**Record set**:
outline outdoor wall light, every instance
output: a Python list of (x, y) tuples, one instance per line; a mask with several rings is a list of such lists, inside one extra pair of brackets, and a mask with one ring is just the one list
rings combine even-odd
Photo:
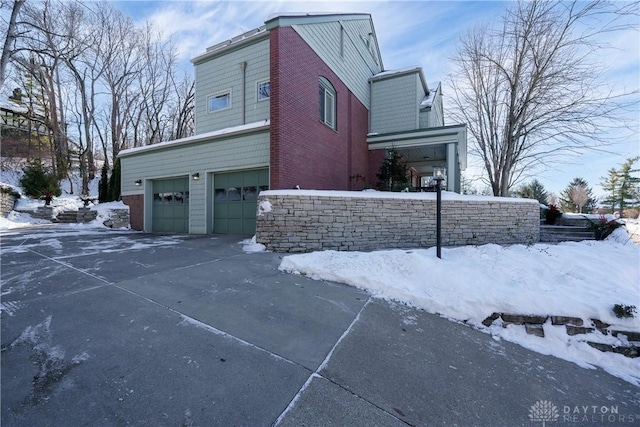
[(197, 181), (200, 179), (200, 173), (196, 172), (193, 175), (191, 175), (191, 177), (193, 178), (194, 181)]
[(136, 185), (139, 187), (142, 185), (142, 180), (141, 179), (136, 179)]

**Your objective**:
Of the lines above, extract only those from the line with "output: a Python" to the line with "rings combine even-odd", both included, exactly as written.

**Output below**:
output: a Python list of (x, y) tuples, one instance per line; a mask with several rings is a list of such lists, inside one extra pair of brackets, and a mask with one ring is just the one list
rings combine even-odd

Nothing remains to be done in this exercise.